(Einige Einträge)
────────────────────

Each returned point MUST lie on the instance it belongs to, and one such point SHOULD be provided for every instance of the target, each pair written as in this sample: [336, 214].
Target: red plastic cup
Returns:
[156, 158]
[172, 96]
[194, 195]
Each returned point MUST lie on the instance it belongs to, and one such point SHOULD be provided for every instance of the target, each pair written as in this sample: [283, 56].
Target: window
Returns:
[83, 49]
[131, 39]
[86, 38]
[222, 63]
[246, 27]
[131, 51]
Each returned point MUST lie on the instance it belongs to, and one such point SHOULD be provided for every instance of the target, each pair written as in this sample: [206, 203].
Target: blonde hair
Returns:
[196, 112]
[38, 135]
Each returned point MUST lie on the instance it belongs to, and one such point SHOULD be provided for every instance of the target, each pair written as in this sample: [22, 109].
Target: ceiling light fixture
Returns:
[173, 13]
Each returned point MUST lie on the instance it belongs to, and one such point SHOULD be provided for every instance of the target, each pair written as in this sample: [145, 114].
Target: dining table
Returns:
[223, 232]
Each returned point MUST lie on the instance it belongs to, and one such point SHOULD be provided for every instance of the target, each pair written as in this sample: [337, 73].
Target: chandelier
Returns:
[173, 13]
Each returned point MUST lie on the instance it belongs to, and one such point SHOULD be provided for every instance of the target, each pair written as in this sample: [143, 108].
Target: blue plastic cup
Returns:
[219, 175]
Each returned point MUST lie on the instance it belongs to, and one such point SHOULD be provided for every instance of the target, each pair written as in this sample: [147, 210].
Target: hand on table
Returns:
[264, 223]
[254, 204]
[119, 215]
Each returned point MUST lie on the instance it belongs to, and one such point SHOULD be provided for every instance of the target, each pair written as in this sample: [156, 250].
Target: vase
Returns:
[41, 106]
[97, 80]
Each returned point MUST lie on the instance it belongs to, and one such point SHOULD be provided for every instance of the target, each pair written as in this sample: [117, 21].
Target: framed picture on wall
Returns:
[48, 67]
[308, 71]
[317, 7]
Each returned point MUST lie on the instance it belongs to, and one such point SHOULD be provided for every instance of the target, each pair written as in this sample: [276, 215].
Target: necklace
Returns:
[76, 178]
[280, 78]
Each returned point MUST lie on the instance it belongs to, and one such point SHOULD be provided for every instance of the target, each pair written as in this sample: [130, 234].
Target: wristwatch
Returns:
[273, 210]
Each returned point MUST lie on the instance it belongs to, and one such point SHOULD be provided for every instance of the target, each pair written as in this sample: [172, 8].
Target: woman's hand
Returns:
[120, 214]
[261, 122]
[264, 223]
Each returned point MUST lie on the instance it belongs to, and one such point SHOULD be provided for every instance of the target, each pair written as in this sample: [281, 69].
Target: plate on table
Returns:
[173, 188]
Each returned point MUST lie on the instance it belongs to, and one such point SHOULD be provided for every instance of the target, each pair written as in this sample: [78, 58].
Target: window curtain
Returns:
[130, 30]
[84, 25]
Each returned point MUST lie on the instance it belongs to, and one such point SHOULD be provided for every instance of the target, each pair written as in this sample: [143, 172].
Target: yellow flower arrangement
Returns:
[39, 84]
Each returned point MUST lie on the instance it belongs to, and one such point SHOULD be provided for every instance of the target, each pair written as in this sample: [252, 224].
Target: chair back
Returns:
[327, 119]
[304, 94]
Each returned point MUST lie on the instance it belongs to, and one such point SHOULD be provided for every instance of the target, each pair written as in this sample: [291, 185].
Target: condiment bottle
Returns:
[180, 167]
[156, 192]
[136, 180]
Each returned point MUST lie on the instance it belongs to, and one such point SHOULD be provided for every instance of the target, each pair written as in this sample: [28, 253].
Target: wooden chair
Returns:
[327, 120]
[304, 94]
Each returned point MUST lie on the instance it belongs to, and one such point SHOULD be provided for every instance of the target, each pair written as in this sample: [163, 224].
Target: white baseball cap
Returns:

────────────────────

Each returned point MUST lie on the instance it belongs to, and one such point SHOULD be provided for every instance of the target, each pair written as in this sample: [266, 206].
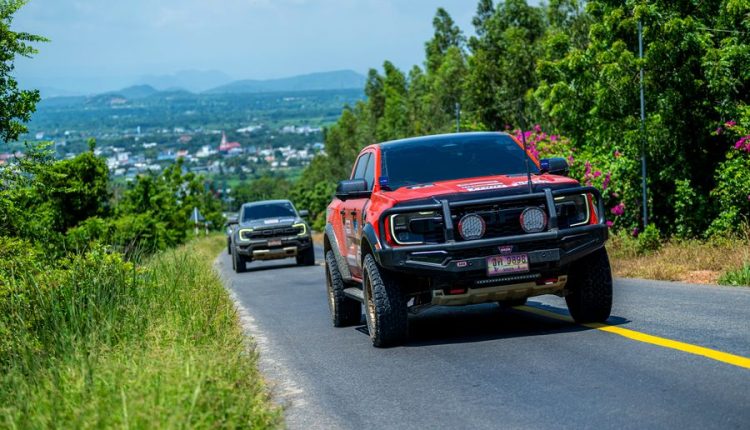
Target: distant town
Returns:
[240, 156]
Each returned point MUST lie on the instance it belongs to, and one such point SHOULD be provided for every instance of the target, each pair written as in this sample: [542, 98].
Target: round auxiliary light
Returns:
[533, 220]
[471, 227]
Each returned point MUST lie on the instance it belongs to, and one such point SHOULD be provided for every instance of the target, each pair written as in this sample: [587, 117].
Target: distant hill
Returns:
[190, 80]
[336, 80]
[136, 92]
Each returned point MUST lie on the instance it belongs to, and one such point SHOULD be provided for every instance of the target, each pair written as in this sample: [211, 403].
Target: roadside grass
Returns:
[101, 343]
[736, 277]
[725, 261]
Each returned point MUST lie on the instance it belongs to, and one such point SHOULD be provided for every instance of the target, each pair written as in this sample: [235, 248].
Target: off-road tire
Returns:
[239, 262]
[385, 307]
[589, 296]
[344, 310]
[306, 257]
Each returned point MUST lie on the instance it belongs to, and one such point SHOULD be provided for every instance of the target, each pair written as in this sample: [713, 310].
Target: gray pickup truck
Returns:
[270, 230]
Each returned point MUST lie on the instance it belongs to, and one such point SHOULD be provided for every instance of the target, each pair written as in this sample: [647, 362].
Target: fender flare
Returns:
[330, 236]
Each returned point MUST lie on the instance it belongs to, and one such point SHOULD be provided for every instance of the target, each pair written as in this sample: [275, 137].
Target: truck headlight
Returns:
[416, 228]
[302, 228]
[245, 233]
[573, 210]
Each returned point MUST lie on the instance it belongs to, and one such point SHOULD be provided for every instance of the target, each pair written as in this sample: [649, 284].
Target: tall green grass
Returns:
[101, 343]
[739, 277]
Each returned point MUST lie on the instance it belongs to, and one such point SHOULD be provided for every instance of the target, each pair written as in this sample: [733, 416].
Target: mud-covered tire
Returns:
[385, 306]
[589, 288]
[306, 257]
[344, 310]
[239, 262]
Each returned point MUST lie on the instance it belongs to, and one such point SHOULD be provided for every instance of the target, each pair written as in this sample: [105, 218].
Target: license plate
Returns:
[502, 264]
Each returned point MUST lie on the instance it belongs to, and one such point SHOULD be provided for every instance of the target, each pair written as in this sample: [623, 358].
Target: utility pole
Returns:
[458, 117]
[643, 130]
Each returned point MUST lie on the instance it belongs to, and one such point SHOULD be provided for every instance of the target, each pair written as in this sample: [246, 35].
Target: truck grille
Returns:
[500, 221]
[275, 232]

────────────────────

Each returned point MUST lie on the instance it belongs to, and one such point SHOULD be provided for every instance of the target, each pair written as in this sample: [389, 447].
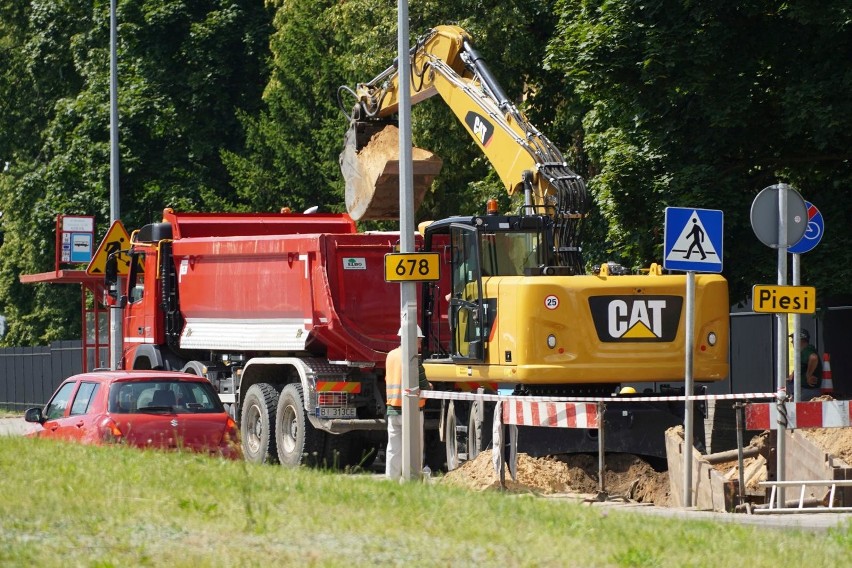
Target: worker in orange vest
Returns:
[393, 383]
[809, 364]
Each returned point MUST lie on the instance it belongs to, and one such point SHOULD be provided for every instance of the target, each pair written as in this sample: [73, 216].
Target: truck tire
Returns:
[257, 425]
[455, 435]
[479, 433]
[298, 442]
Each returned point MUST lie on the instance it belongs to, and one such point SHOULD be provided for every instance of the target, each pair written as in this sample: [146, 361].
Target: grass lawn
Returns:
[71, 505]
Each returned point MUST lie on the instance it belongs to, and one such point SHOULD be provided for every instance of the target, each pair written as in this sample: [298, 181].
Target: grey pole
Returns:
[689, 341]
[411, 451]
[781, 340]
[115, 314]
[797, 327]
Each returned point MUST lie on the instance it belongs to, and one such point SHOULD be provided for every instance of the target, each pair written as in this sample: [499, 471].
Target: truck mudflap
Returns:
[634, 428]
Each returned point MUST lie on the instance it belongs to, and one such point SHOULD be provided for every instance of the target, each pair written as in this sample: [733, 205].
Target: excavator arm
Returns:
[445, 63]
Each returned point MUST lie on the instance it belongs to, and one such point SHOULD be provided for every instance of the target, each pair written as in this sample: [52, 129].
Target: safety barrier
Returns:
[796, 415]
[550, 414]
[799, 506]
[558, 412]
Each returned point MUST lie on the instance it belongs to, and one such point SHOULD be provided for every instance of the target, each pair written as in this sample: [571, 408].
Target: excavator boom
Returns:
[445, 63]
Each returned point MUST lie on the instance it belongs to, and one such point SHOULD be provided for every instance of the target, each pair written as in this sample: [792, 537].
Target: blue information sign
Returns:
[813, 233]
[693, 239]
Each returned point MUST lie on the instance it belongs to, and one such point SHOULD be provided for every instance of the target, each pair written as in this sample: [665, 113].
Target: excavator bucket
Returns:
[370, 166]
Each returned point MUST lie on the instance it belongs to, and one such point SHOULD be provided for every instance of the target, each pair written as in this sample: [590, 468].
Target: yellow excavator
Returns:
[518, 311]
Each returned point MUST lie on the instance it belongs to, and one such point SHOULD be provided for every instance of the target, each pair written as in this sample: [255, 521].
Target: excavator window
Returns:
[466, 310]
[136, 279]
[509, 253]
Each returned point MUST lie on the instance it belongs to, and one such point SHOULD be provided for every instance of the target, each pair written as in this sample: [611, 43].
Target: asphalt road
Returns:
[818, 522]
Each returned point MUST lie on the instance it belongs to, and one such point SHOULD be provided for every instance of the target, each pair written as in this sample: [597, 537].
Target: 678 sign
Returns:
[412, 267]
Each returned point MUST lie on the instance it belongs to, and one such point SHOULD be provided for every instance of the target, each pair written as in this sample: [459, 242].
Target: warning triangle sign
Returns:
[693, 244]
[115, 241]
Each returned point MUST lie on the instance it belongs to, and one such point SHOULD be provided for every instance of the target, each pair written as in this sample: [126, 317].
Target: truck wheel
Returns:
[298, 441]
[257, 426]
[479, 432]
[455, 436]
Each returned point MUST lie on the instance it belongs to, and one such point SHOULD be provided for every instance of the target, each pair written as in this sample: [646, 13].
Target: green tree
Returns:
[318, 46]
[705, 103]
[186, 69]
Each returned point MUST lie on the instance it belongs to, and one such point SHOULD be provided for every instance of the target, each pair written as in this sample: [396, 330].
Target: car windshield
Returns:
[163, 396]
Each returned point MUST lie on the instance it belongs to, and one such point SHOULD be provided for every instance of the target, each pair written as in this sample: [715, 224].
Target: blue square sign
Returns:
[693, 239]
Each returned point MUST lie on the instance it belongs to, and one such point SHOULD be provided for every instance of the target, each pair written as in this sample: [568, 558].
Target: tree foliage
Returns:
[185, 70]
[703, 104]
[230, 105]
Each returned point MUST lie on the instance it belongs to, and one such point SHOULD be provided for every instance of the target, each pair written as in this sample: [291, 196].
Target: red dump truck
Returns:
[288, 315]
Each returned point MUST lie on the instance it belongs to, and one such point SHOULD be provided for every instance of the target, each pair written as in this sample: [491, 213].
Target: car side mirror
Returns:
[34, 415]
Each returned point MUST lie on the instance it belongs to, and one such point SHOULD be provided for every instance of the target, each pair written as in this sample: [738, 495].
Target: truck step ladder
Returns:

────────────────────

_Ziel der Übung_
Zähle die Zeilen der Einträge, in denen die Zeichenfolge „table“ vorkommt, wobei Groß- und Kleinschreibung zu beachten ist. Gib nur die Zahl an.

_Antwort_
3